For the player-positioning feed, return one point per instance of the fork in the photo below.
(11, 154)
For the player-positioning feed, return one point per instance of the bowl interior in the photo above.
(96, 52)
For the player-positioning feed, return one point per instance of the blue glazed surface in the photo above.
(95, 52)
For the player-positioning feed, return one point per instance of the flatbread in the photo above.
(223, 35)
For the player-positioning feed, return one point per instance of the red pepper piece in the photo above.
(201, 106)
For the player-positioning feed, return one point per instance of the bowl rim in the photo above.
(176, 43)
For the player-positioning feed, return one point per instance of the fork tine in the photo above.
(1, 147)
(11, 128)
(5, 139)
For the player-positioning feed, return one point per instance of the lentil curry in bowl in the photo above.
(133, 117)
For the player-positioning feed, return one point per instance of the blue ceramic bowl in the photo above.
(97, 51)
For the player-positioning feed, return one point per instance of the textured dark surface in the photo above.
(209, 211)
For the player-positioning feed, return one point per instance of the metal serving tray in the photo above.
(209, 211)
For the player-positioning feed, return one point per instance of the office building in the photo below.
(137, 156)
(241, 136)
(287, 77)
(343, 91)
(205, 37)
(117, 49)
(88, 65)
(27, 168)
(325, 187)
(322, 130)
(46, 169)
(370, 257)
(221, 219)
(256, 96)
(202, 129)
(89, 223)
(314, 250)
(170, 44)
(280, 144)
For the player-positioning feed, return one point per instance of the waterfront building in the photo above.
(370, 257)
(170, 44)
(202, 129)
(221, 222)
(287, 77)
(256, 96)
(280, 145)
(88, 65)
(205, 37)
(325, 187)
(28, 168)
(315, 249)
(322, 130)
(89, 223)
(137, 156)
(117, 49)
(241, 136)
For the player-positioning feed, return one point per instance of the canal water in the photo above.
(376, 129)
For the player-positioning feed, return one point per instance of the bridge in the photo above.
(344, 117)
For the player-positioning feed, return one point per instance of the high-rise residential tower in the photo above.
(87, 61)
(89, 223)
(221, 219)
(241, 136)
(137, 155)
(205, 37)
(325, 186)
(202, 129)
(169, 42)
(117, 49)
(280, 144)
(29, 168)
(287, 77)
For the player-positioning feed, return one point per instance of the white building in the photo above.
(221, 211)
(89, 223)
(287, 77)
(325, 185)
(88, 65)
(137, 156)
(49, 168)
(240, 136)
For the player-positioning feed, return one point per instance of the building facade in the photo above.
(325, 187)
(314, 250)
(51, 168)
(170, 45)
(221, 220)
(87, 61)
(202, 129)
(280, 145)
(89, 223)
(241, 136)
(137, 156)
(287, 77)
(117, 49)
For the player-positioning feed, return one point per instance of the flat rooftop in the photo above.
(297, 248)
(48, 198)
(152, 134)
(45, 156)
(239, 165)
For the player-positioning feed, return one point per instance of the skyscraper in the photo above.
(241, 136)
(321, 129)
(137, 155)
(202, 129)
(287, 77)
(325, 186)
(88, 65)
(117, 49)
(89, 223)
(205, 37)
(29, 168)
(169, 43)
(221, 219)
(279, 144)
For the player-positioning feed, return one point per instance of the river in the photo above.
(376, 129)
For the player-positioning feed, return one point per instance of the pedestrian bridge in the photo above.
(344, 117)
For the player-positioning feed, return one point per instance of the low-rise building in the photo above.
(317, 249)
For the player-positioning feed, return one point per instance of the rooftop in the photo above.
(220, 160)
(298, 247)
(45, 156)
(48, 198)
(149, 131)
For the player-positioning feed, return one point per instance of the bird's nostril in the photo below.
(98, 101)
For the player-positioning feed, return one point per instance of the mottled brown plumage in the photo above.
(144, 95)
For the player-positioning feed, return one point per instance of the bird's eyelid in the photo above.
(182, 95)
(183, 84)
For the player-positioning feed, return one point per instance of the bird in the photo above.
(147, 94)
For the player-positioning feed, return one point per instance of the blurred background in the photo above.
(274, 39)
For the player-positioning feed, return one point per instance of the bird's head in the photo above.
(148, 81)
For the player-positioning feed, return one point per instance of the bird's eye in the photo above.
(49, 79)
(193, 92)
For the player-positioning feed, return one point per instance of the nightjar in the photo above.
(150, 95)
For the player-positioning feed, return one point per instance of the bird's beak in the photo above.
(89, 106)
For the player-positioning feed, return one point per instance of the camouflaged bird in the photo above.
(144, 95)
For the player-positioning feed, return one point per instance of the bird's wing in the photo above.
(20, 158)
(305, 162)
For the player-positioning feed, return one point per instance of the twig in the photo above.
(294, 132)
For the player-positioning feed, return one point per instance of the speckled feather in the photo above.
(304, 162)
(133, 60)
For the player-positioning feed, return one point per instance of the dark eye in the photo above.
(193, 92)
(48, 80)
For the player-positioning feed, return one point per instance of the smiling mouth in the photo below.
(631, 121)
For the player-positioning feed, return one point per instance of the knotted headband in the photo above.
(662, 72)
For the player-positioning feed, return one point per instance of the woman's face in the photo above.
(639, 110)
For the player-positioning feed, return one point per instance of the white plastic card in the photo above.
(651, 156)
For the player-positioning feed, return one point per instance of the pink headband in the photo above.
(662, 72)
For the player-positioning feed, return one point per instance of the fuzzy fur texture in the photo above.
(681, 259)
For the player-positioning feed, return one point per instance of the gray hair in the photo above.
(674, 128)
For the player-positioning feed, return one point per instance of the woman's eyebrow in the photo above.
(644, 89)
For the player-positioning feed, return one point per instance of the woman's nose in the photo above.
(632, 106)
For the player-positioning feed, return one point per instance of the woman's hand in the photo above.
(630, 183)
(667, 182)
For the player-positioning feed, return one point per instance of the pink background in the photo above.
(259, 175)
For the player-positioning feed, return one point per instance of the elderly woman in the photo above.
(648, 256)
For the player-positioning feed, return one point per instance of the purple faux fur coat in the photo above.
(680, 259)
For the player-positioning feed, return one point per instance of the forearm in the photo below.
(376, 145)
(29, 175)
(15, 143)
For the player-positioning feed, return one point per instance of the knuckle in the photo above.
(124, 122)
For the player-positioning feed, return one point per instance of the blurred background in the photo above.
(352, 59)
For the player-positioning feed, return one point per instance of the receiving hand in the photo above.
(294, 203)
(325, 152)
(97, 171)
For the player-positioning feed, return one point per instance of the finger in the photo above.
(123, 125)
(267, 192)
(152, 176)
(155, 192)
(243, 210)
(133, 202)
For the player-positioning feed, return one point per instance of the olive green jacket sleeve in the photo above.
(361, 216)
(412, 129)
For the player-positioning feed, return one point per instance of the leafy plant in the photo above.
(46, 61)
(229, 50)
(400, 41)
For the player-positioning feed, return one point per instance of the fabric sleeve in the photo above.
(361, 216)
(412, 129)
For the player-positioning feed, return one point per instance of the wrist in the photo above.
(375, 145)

# Written instruction:
Please recast all of the material above as a Markdown table with two columns, Row and Line, giving each line its own numbered row and leaving out blank lines.

# Exercise solution:
| Row | Line |
|---|---|
| 1 | For the player-positioning feed, return one point per instance of the fork in the photo below. |
| 2 | (11, 154) |
| 3 | For the player-positioning feed, return one point per instance of the bowl interior in the photo above. |
| 4 | (96, 52) |
| 5 | For the player-positioning feed, return one point per instance of the blue glazed surface in the photo above. |
| 6 | (95, 52) |
| 7 | For the player-positioning feed, return one point per instance of the flatbread in the photo above. |
| 8 | (223, 35) |
| 9 | For the player-positioning feed, return one point per instance of the red pepper piece in the photo above. |
| 10 | (201, 106) |
| 11 | For the player-positioning feed, return one point per instance of the bowl rim in the photo above. |
| 12 | (176, 43) |
| 13 | For the player-positioning feed, return one point per instance of the fork tine in the photo above. |
| 14 | (1, 147) |
| 15 | (11, 128) |
| 16 | (5, 139) |
| 17 | For the player-positioning feed, return one point per instance of the lentil curry in bowl in the photo above. |
| 18 | (133, 117) |
| 19 | For the player-positioning feed, return one point per instance of the blue ceramic bowl in the photo above. |
| 20 | (97, 51) |
| 21 | For the player-positioning feed, return one point per instance of the textured dark surface in the photo above. |
| 22 | (209, 211) |
| 23 | For the player-positioning feed, return one point per instance of the metal serving tray in the photo above. |
| 24 | (209, 211) |
| 25 | For the player-positioning feed, return one point per instance of the office building in the photo below. |
| 26 | (137, 156) |
| 27 | (241, 136) |
| 28 | (287, 77) |
| 29 | (343, 91) |
| 30 | (205, 37) |
| 31 | (117, 49) |
| 32 | (88, 65) |
| 33 | (27, 168) |
| 34 | (325, 187) |
| 35 | (322, 130) |
| 36 | (46, 169) |
| 37 | (370, 257) |
| 38 | (221, 219) |
| 39 | (256, 96) |
| 40 | (202, 129) |
| 41 | (89, 223) |
| 42 | (314, 250) |
| 43 | (170, 44) |
| 44 | (280, 144) |
| 45 | For the player-positioning feed, return one point per instance of the waterfront building in the photo above. |
| 46 | (370, 257) |
| 47 | (170, 44) |
| 48 | (202, 129) |
| 49 | (221, 222) |
| 50 | (287, 77) |
| 51 | (256, 96) |
| 52 | (280, 145) |
| 53 | (88, 65) |
| 54 | (205, 37) |
| 55 | (325, 187) |
| 56 | (28, 168) |
| 57 | (315, 249) |
| 58 | (322, 130) |
| 59 | (89, 223) |
| 60 | (137, 156) |
| 61 | (117, 49) |
| 62 | (241, 136) |
| 63 | For the player-positioning feed, return one point per instance of the canal water in the photo above. |
| 64 | (376, 129) |
| 65 | For the player-positioning feed, return one point per instance of the bridge in the photo above. |
| 66 | (344, 117) |
| 67 | For the player-positioning feed, return one point per instance of the high-rise residential tower in the photo above. |
| 68 | (87, 61) |
| 69 | (89, 223) |
| 70 | (221, 219) |
| 71 | (241, 136) |
| 72 | (137, 155) |
| 73 | (205, 37) |
| 74 | (325, 186) |
| 75 | (202, 129) |
| 76 | (169, 42) |
| 77 | (117, 49) |
| 78 | (280, 144) |
| 79 | (29, 168) |
| 80 | (287, 77) |
| 81 | For the player-positioning feed, return one point per instance of the white building in the photo above. |
| 82 | (221, 211) |
| 83 | (89, 223) |
| 84 | (287, 77) |
| 85 | (325, 185) |
| 86 | (88, 65) |
| 87 | (137, 156) |
| 88 | (49, 168) |
| 89 | (240, 136) |
| 90 | For the player-positioning feed, return one point per instance of the building facade in the photo above. |
| 91 | (325, 187) |
| 92 | (314, 250) |
| 93 | (51, 168) |
| 94 | (170, 45) |
| 95 | (221, 220) |
| 96 | (87, 61) |
| 97 | (202, 129) |
| 98 | (280, 145) |
| 99 | (89, 223) |
| 100 | (241, 136) |
| 101 | (137, 156) |
| 102 | (287, 77) |
| 103 | (117, 49) |
| 104 | For the player-positioning feed, return one point per instance of the flat rooftop in the photo above. |
| 105 | (297, 248) |
| 106 | (48, 198) |
| 107 | (152, 134) |
| 108 | (45, 156) |
| 109 | (239, 165) |
| 110 | For the player-positioning feed, return one point per instance of the skyscraper in the photo above. |
| 111 | (241, 136) |
| 112 | (321, 129) |
| 113 | (137, 155) |
| 114 | (202, 129) |
| 115 | (287, 77) |
| 116 | (325, 186) |
| 117 | (88, 65) |
| 118 | (117, 49) |
| 119 | (89, 223) |
| 120 | (205, 37) |
| 121 | (29, 168) |
| 122 | (169, 43) |
| 123 | (221, 219) |
| 124 | (279, 144) |
| 125 | For the player-positioning feed, return one point per instance of the river in the photo above. |
| 126 | (376, 129) |
| 127 | For the player-positioning feed, return one point per instance of the pedestrian bridge in the photo above. |
| 128 | (344, 117) |
| 129 | For the player-positioning feed, return one point per instance of the low-rise building in the photo above. |
| 130 | (317, 249) |
| 131 | For the player-positioning feed, return one point per instance of the rooftop in the photo above. |
| 132 | (220, 160) |
| 133 | (298, 247) |
| 134 | (45, 156) |
| 135 | (48, 198) |
| 136 | (149, 131) |
| 137 | For the player-positioning feed, return one point per instance of the bird's nostril in the photo below. |
| 138 | (98, 101) |
| 139 | For the player-positioning feed, return one point per instance of the mottled brown plumage in the photo above. |
| 140 | (144, 95) |
| 141 | For the player-positioning feed, return one point per instance of the bird's eyelid in the photo above. |
| 142 | (182, 95) |
| 143 | (183, 84) |
| 144 | For the player-positioning feed, return one point per instance of the bird in the photo above. |
| 145 | (147, 94) |
| 146 | For the player-positioning feed, return one point per instance of the blurred background in the photo above. |
| 147 | (274, 39) |
| 148 | For the player-positioning feed, return one point per instance of the bird's head in the photo above. |
| 149 | (148, 81) |
| 150 | For the player-positioning feed, return one point per instance of the bird's eye in the photo above. |
| 151 | (49, 79) |
| 152 | (193, 92) |
| 153 | For the player-positioning feed, return one point per instance of the nightjar in the photo above. |
| 154 | (150, 95) |
| 155 | For the player-positioning feed, return one point per instance of the bird's beak in the photo above. |
| 156 | (89, 106) |
| 157 | For the player-positioning feed, return one point per instance of the camouflaged bird in the photo above. |
| 158 | (144, 95) |
| 159 | For the player-positioning feed, return one point per instance of the bird's wing in the photo above. |
| 160 | (20, 158) |
| 161 | (305, 162) |
| 162 | For the player-positioning feed, return one point per instance of the twig in the photo above. |
| 163 | (294, 132) |
| 164 | For the player-positioning feed, return one point per instance of the speckled feather in the photo above. |
| 165 | (304, 162) |
| 166 | (133, 60) |
| 167 | For the player-positioning feed, return one point per instance of the dark eye in the photo above. |
| 168 | (193, 92) |
| 169 | (48, 80) |
| 170 | For the player-positioning feed, return one point per instance of the smiling mouth in the photo below. |
| 171 | (631, 121) |
| 172 | For the player-positioning feed, return one point per instance of the knotted headband in the photo above. |
| 173 | (662, 72) |
| 174 | For the player-positioning feed, return one point per instance of the woman's face in the photo above. |
| 175 | (639, 110) |
| 176 | For the player-positioning feed, return one point per instance of the white plastic card in the photo above. |
| 177 | (651, 156) |
| 178 | For the player-positioning feed, return one point per instance of the pink headband in the photo above. |
| 179 | (662, 72) |
| 180 | For the player-positioning feed, return one point per instance of the fuzzy fur texture in the photo above. |
| 181 | (681, 259) |
| 182 | For the player-positioning feed, return one point per instance of the gray hair in the photo above. |
| 183 | (674, 128) |
| 184 | For the player-positioning feed, return one point per instance of the woman's eyebrow in the photo above. |
| 185 | (644, 89) |
| 186 | For the player-positioning feed, return one point per instance of the woman's nose in the photo above. |
| 187 | (632, 106) |
| 188 | For the player-positioning feed, return one point per instance of the woman's hand in the photo above. |
| 189 | (630, 183) |
| 190 | (667, 182) |
| 191 | For the player-positioning feed, return one point per instance of the pink background in the photo above. |
| 192 | (259, 175) |
| 193 | For the player-positioning feed, return one point per instance of the elderly woman in the photo above. |
| 194 | (648, 256) |
| 195 | For the player-positioning feed, return one point per instance of the purple faux fur coat in the photo above. |
| 196 | (680, 259) |
| 197 | For the player-positioning feed, return one point per instance of the forearm in the photo below. |
| 198 | (376, 145) |
| 199 | (29, 175) |
| 200 | (15, 143) |
| 201 | For the player-positioning feed, return one point per instance of the knuckle in the photo above. |
| 202 | (124, 122) |
| 203 | For the player-positioning feed, return one point per instance of the blurred background in the photo above. |
| 204 | (352, 59) |
| 205 | For the player-positioning feed, return one point per instance of the receiving hand in the photo above. |
| 206 | (294, 203) |
| 207 | (325, 152) |
| 208 | (97, 171) |
| 209 | For the player-positioning feed, return one point per instance of the finger in the photo above. |
| 210 | (123, 125) |
| 211 | (267, 192) |
| 212 | (152, 176) |
| 213 | (155, 192) |
| 214 | (243, 210) |
| 215 | (133, 202) |
| 216 | For the player-positioning feed, return one point per instance of the olive green jacket sleeve in the photo above. |
| 217 | (361, 216) |
| 218 | (412, 129) |
| 219 | For the player-positioning feed, return one point per instance of the leafy plant in the photo above. |
| 220 | (46, 61) |
| 221 | (229, 50) |
| 222 | (400, 41) |
| 223 | For the player-positioning feed, return one point per instance of the fabric sleeve in the photo above. |
| 224 | (361, 216) |
| 225 | (412, 129) |
| 226 | For the player-positioning feed, return one point per instance of the wrist in the photo above. |
| 227 | (375, 145) |